Government – links, agencies, departments

Aligned with the "Collaborating organisation" node, this is another important theme that emerged from the data. Clearly CBR projects are often highly subject to, and connected with government agencies. Evaluators consistently recommended strengthening these connections even further, often to promote sustainability of CBR activities, but also to exert some constructive influence over government departments. The comment "increase linkages with the health sector" (#17 South Asia) is representative, as is "the organisation ... needs to continue its catalyst role in strengthening and extending services ... of the state in district and rural areas" (#20 South Asia). That is, evaluators also emphasised the potential influential role CBR projects might play with government departments, lobbying them at practical and strategic levels.

    In summary, CBR projects can not work independently of government agencies; they must build collaborative linkages where possible, and seek to influence government departments on disability and service issues.

* * *

Your objective:
Please output the full passage above on CBR projects and their links with government, word for word.

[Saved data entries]
* * *

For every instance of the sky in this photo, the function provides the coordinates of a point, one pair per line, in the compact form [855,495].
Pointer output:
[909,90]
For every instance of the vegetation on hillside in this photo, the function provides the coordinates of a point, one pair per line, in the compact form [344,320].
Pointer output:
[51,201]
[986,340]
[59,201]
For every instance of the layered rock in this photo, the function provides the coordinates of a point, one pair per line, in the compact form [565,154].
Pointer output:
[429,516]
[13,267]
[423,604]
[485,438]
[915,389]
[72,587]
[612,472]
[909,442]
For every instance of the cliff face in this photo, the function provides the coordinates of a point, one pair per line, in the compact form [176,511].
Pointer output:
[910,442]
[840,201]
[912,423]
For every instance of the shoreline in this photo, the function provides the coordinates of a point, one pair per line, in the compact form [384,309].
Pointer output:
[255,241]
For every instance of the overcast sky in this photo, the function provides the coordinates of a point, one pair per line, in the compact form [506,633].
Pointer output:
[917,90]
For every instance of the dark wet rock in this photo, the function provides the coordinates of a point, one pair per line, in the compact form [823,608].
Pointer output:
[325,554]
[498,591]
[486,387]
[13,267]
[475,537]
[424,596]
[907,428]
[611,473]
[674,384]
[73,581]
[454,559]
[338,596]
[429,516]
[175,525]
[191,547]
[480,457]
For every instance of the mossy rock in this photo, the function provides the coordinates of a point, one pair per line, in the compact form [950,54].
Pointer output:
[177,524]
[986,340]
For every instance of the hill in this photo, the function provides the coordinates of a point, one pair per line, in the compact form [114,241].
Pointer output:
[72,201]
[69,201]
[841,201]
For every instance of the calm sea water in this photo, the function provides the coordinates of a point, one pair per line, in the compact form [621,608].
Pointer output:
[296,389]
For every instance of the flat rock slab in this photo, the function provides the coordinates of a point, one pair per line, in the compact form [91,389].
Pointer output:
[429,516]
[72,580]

* * *

Output for this exercise:
Government – links, agencies, departments

Aligned with the "Collaborating organisation" node, this is another important theme that emerged from the data. Clearly CBR projects are often highly subject to, and connected with government agencies. Evaluators consistently recommended strengthening these connections even further, often to promote sustainability of CBR activities, but also to exert some constructive influence over government departments. The comment "increase linkages with the health sector" (#17 South Asia) is representative, as is "the organisation ... needs to continue its catalyst role in strengthening and extending services ... of the state in district and rural areas" (#20 South Asia). That is, evaluators also emphasised the potential influential role CBR projects might play with government departments, lobbying them at practical and strategic levels.

    In summary, CBR projects can not work independently of government agencies; they must build collaborative linkages where possible, and seek to influence government departments on disability and service issues.